Start PROVIDED MATERIAL

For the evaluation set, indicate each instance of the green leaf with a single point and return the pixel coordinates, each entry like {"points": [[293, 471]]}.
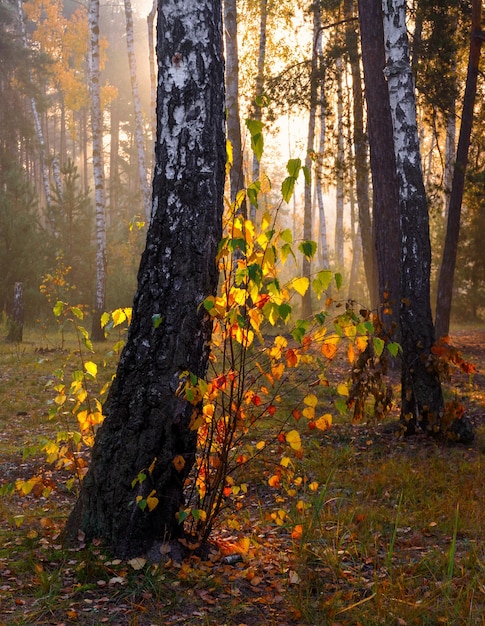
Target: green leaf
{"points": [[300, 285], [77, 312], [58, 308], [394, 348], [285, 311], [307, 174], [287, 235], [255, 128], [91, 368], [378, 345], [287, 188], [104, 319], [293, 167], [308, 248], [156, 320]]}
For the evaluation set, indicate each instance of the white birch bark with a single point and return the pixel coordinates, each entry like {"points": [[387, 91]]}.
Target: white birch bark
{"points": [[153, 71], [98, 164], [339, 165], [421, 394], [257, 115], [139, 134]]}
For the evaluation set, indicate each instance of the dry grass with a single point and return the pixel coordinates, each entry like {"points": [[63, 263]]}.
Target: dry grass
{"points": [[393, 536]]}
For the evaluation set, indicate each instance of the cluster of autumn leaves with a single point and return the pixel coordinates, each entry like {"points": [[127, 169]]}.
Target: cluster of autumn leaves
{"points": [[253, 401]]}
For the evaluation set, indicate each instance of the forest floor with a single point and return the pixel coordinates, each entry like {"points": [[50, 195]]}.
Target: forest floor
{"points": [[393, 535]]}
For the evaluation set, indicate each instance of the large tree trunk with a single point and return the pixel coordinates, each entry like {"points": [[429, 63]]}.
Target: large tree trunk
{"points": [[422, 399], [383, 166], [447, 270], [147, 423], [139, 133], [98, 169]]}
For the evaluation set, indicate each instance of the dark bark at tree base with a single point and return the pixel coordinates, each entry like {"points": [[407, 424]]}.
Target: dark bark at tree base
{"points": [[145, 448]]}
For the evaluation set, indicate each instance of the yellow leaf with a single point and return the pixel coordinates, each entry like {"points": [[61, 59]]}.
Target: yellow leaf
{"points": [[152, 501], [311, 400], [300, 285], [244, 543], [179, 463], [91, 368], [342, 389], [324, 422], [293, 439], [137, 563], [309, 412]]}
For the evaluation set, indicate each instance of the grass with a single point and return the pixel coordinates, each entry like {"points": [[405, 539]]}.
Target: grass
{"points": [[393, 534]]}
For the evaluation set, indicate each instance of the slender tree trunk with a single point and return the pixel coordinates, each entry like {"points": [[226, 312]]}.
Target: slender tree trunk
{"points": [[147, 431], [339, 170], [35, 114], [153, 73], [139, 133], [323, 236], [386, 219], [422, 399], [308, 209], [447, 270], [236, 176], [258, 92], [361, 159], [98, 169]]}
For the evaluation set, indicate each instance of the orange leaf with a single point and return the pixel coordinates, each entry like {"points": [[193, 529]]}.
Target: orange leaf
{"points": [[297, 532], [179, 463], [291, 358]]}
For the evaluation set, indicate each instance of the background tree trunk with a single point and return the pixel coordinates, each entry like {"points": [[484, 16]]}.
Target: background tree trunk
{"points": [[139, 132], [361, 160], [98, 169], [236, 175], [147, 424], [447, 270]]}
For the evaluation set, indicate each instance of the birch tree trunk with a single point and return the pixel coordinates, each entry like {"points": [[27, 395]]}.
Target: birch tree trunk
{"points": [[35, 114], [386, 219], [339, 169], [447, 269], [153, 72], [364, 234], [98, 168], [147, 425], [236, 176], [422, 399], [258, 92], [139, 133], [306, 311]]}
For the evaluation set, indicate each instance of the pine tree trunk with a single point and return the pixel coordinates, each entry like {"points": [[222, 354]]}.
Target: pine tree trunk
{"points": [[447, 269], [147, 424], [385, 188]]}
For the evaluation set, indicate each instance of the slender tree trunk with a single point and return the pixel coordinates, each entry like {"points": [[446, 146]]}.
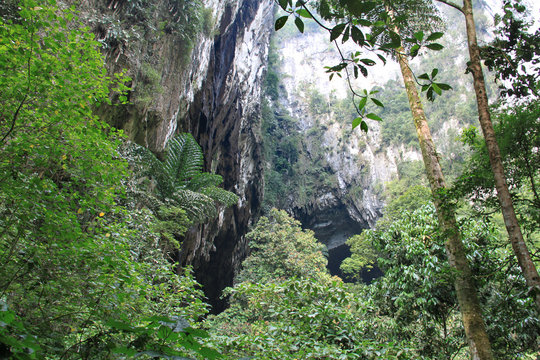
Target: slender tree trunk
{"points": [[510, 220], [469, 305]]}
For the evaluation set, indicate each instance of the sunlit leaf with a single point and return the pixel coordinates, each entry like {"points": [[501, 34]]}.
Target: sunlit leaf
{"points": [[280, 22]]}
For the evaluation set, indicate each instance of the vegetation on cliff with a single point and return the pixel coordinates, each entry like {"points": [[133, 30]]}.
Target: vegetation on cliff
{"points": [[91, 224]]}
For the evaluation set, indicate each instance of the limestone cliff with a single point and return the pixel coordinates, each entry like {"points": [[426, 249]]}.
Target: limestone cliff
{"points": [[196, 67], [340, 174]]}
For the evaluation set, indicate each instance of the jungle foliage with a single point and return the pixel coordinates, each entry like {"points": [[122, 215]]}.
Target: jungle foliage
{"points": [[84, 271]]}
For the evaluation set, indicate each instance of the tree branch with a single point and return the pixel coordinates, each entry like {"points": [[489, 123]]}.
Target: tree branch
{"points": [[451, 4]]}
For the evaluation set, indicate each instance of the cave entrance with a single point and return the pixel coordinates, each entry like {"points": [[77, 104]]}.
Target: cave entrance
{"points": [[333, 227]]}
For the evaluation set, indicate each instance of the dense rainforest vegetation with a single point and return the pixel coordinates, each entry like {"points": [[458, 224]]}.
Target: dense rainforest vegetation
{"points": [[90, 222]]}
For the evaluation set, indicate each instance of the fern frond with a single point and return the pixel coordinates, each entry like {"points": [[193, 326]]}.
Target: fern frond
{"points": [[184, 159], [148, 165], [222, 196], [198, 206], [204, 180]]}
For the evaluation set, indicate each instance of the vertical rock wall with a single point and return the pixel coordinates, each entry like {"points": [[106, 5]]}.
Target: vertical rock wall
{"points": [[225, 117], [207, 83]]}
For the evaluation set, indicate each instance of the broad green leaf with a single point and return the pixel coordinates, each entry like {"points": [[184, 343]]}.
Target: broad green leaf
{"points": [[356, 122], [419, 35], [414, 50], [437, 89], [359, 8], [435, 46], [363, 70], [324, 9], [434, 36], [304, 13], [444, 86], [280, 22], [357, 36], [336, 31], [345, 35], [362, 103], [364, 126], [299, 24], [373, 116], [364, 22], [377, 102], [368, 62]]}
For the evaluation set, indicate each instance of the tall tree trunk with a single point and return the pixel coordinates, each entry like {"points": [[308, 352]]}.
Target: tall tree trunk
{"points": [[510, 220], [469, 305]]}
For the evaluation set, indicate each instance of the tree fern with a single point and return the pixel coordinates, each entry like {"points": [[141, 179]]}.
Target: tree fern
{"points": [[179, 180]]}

End PROVIDED MATERIAL

▶ _PROBLEM STATEMENT_: Quote everything in the listing above exactly; pictures are the only thing to omit.

▶ _EXPECTED ANSWER_:
For the evaluation set, indicate each instance of the green leaf with a single point and return the pixel coordinates, each entry like {"points": [[293, 471]]}.
Target: green leaf
{"points": [[300, 285], [77, 312], [58, 308], [394, 348], [285, 311], [307, 174], [287, 235], [255, 128], [91, 368], [378, 345], [287, 188], [104, 319], [293, 167], [308, 248], [156, 320]]}
For the evaluation set, indicate each instance of the white birch bark with a single point and return the pixel coordinates, each entry like {"points": [[387, 91]]}.
Target: white birch bark
{"points": [[153, 71], [98, 164], [339, 165], [421, 394], [257, 115], [139, 134]]}
For the evaluation set, indicate each instance of the dry grass with a single point and return the pixel coordinates, each entry like {"points": [[63, 263]]}.
Target: dry grass
{"points": [[393, 536]]}
For the evaluation set, indicate each instance of the cluster of autumn leaves with a single point and return the pixel coordinates, each entry like {"points": [[127, 169]]}.
Target: cluster of autumn leaves
{"points": [[253, 401]]}
For the evaluation set, indicate each instance of the forest floor with a single point and return the pixel coordinates, each entry like {"points": [[50, 195]]}.
Target: forest floor
{"points": [[393, 535]]}
For the evaluation set, indicate each instance of the large tree trunk with a single point and return the pixel coordinates, each entry like {"points": [[429, 63]]}.
Target: large tree trunk
{"points": [[422, 399], [383, 166], [447, 270], [147, 423], [139, 133], [98, 169]]}
For the evaluation set, indicate each instance of the dark bark at tree base with a single point and return the pixel coordinates, each entry like {"points": [[407, 424]]}.
Target: dark bark at tree base
{"points": [[145, 448]]}
For the evaluation set, indicate each instance of the yellow leaf with a single point and return the pixel coordinates, each entry like {"points": [[61, 59]]}.
Target: yellow leaf
{"points": [[152, 501], [311, 400], [300, 285], [244, 543], [179, 463], [91, 368], [342, 389], [324, 422], [293, 439], [137, 563], [309, 412]]}
For the evaluation set, indicate each instance of the grass with a single point and return the pixel coordinates, each entry like {"points": [[405, 539]]}.
Target: grass
{"points": [[393, 534]]}
For the evaluation set, indicate each instance of the slender tree trunk with a single point and return the pixel coordinates, each entry like {"points": [[226, 312]]}.
Target: slender tree trunk
{"points": [[147, 431], [339, 170], [35, 114], [153, 73], [139, 133], [323, 236], [386, 219], [422, 399], [308, 209], [447, 270], [236, 176], [258, 92], [361, 159], [98, 169]]}
For the evaluation set, indicate each instance of the orange leaf with a single point and return the pixel coordinates, each entry like {"points": [[193, 529]]}.
Target: orange leaf
{"points": [[297, 532], [179, 463], [291, 358]]}
For the evaluation set, indicate each instance of the background tree trunk with a single point and return the pixel coordinates, each entry like {"points": [[484, 16]]}.
Target: background tree trunk
{"points": [[139, 132], [361, 160], [98, 169], [236, 175], [147, 424], [447, 270]]}
For the evaluation set, indicate each instance of the birch tree trunk with a single point and return the pixel coordinates, each entry like {"points": [[27, 395]]}.
Target: birch tree trunk
{"points": [[35, 114], [386, 219], [339, 169], [447, 269], [153, 72], [364, 234], [98, 168], [147, 425], [236, 176], [422, 399], [258, 92], [139, 133], [306, 311]]}
For the evaluation set, indicate each instance of the pine tree trunk with a single point and return the pixel coordinates, each entry like {"points": [[222, 354]]}.
Target: pine tree trunk
{"points": [[447, 269], [147, 424], [385, 188]]}
For the evaluation set, indicate each instance of the slender tree trunk with a single point and return the pixel coordinates, each entry like {"points": [[446, 146]]}.
Target: slender tree trunk
{"points": [[510, 220], [469, 305]]}
For the evaluation set, indicate each instance of the sunlit leaf with a single point and return the pixel coordinates, each entry like {"points": [[501, 34]]}.
Target: sunlit leaf
{"points": [[280, 22]]}
For the evaluation set, indicate each instance of the vegetation on cliff with a single point and return the pixel coordinates, each entry like {"points": [[133, 30]]}.
Target: vegetation on cliff
{"points": [[91, 224]]}
For the evaluation set, indicate each instance of the limestone cliff with a single point and return the pixel coordinates, each entry like {"points": [[426, 249]]}.
Target: limestone cliff
{"points": [[196, 67], [340, 174]]}
For the evaluation set, indicate each instance of the jungle foliage with a single point and return the pixel coordinates, each entry like {"points": [[122, 215]]}.
Target: jungle foliage
{"points": [[84, 271]]}
For the evaluation set, indicate each instance of the tree branch with a single point and return the pixel coordinates, each entry like {"points": [[489, 123]]}.
Target: tree branch
{"points": [[451, 4]]}
For the evaluation set, indicate each instance of the cave entrance with a single point and return the pixel coordinates, each entry like {"points": [[77, 104]]}.
Target: cave entrance
{"points": [[333, 227]]}
For the evaluation set, indicate each instance of the dense rainforest vegetation with a single point and return the pixel coordinates, each entry like {"points": [[458, 224]]}.
Target: dense rainforest vegetation
{"points": [[90, 222]]}
For the evaluation set, indicate each instance of the fern frond with a single point and return the pixel coordinates, each entry like {"points": [[193, 326]]}.
Target: fern frond
{"points": [[184, 159], [148, 165], [222, 196], [198, 206], [204, 180]]}
For the evaluation set, indicate each instance of the vertical rock wall with a single point and return the pixel coordinates, each entry like {"points": [[106, 5]]}.
Target: vertical rock wall
{"points": [[225, 117], [207, 83]]}
For the evaluation set, indicate each instance of the broad green leaf with a single point and return the pixel coordinates, each entry like {"points": [[184, 343]]}.
Target: broad green leaf
{"points": [[356, 122], [419, 35], [414, 50], [437, 89], [359, 8], [435, 46], [363, 70], [324, 9], [434, 36], [304, 13], [444, 86], [280, 22], [357, 36], [336, 31], [345, 35], [362, 103], [364, 126], [299, 24], [373, 116], [364, 22], [377, 102], [368, 62]]}
For the evaluation set, indicate each instance of the tall tree trunk with a single point and return the pixel coordinates, each entry like {"points": [[308, 352]]}.
Target: tall tree trunk
{"points": [[510, 220], [469, 305]]}
For the evaluation set, indicate each instance of the tree fern with a single point and return the pixel coordinates, each entry like {"points": [[141, 179]]}.
Target: tree fern
{"points": [[179, 180]]}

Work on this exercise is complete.